Saved entries

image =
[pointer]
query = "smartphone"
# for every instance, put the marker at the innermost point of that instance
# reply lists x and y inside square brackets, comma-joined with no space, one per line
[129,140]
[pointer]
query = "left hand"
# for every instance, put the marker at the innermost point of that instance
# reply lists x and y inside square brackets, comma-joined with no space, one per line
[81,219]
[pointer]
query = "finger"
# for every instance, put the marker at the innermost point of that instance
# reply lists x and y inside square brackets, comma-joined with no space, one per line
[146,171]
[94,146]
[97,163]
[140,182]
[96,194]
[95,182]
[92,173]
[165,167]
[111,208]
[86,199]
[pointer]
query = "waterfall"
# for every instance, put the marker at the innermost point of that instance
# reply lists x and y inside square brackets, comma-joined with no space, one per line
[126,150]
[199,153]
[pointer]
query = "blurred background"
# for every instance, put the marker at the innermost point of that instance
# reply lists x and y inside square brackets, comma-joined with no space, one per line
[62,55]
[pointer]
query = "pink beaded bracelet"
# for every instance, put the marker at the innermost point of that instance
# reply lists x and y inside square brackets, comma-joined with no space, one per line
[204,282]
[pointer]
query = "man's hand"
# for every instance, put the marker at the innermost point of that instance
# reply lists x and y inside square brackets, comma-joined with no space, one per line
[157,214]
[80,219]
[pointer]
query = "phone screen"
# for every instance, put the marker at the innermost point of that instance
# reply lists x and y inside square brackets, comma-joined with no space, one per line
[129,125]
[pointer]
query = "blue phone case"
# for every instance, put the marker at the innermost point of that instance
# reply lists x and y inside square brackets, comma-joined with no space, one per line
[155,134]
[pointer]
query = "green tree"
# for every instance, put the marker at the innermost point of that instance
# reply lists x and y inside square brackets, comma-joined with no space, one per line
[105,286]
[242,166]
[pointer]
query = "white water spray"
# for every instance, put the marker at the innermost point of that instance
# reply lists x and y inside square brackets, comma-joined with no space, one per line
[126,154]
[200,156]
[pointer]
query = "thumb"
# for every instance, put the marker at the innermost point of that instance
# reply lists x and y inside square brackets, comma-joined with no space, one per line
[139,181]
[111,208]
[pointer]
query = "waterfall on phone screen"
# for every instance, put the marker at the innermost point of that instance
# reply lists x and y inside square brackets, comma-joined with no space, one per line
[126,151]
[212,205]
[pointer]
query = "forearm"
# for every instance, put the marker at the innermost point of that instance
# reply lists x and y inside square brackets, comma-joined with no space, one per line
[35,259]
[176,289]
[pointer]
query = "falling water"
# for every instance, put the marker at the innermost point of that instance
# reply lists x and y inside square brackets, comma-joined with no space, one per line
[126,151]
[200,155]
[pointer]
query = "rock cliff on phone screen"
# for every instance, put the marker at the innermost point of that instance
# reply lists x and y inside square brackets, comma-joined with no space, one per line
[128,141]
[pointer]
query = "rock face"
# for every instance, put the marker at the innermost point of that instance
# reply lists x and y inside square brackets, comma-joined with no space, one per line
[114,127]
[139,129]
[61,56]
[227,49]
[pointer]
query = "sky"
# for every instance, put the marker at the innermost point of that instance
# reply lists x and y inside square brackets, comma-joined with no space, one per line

:: WORK REQUIRED ::
Look for the word "screen" in the data, then return every line that contains it.

:: PROBLEM SOLUTION ::
query = "phone screen"
query = "waterfall on phone screen"
query = "rock cliff on phone screen"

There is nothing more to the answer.